▶ Section du document
▼

Choix bibliographique

  • Chevalier de Mouhy, Tablettes dramatiques, Paris, Jorry, 1752.
  • Auguste Jal, Dictionnaire critique de biographie et d’histoire, 2e édition, Paris, Plon, 1872.
  • Pierre-David Lemazurier, [Galerie historique des acteurs du Théâtre français], t. 2., Paris, Chaumerot, 1910.

- Henry Lyonnet, Dictionnaire des Comédiens Français (ceux d’hier) : biographie, bibliographie, iconographie, 2 vol., Genève, Bibliothèque de la Revue Universelle Internationale Illustrée, 1911.

Choix iconographique

  • La Beauchâteau, d’après un dessin du Cabinet des Estampes du Musée Carnavalet, datant, semble-t-il, du XVIIIe siècle. Copie présumée d’un original du XVIIe siècle, reproduit dans Léopold Lacour, Les premières actrices françaises, Paris, Librairie française, 1921, p. 106.

Choix de liens électroniques

  • Site relatif à la naissance de la critique dramatique [3]

Jugements

  • (À propos du Cid) : « La troisiesme Scene est encore plus défectueuse, en ce qu’elle attire en son erreur, toutes celles où parlent l’Infante ou Don Sanche : je veux dire, qu’outre la bienséance mal observée, en un amour si peu digne d’une fille de roi, et l’une et l’autre tiennent si peu dans le corps de la piece, et sont si peu necessaires à la représentation, qu’on voit clairement, que Don Urraque n’y est que pour faire jouer la Beau chateau, et le pauvre Don Sanche, pour s’y faire battre par Don Rodrigue. Et cependant, il nous est enjoint par les maîtres, de ne mettre rien de superflu dans la scène » (Georges de Scudéry, Observations sur Le Cid, voir supra, p.40).
  • « La Beauchâteau est sûre comédienne ; elle ne manque jamais, et fait bien certaines choses » (Tallemant des Réaux, Historiettes, voir supra, p.778).

▲

▶ Extrait de données
▼

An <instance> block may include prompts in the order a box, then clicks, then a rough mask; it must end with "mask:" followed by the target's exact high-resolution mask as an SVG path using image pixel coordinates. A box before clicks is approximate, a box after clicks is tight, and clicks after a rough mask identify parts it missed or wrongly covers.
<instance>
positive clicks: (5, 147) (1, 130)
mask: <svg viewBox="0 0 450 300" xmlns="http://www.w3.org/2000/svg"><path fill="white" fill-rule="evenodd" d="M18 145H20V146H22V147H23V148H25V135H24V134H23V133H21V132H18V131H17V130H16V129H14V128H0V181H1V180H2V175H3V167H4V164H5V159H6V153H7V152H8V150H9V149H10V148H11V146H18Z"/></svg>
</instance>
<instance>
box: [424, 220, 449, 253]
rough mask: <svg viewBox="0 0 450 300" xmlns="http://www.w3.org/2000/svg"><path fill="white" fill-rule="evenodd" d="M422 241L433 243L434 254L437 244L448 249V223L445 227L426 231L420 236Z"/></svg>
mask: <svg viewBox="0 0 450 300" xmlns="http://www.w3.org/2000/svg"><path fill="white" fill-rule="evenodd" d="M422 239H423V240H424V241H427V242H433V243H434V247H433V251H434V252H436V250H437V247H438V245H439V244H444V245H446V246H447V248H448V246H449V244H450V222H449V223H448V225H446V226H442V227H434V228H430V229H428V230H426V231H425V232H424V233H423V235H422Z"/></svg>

▲

▶ Liste des activités
a) Dans les enregistrements, depuis leur début jusqu'à la ligne contenant « positive clicks: (5, 147) (1, 130) » incluse, renomme « clicks » en « points », puis recopie ces lignes sans aucune autre modification.
b) Prolonge la notice consacrée à la Beauchâteau à partir de l'endroit où elle s'arrête.

▶ Réponses dans l'ordre
a)
An <instance> block may include prompts in the order a box, then points, then a rough mask; it must end with "mask:" followed by the target's exact high-resolution mask as an SVG path using image pixel coordinates. A box before points is approximate, a box after points is tight, and points after a rough mask identify parts it missed or wrongly covers.
<instance>
positive points: (5, 147) (1, 130)

b)
  • « En vérité, Monsieur, quelque approbation qu’ait emportée notre nouvelle Jocaste, elle n’a point fait faire tant de ha ! ha ! dans l’Hôtel de Bourgogne que votre lettre dans mon cabinet : mon frère et moi les avons redoublés à toutes les lignes, et y avons trouvé de continuels sujets d’admiration. Je suis ravi que mademoiselle de Beauchateau ait si bien réussi. Votre lettre n’est pas la seule que j’en ai vue : on a mandé du Marais à mon frère qu’elle avait étouffé les applaudissements qu’on donnait à ses compagnes, pour attirer tout à elle ; et M. Floridor me confirme tout ce que vous m’en avez mandé. Je n’en suis point surpris, et il n’est rien arrivé que je ne lui aie prédit à elle-même, en lui disant adieu, quand je sus l’étude qu’elle faisait de ce rôle. Je souhaite seulement trouver un sujet assez beau pour la faire paraître dans toute sa force. Je crois qu’elle prendrait bien autant de soin pour faire réussir un original qu’elle en a fait à remplir la place de la malade » (Pierre Corneille, « Lettre à l’abbé de Pure » [1659], voir supra, p.589).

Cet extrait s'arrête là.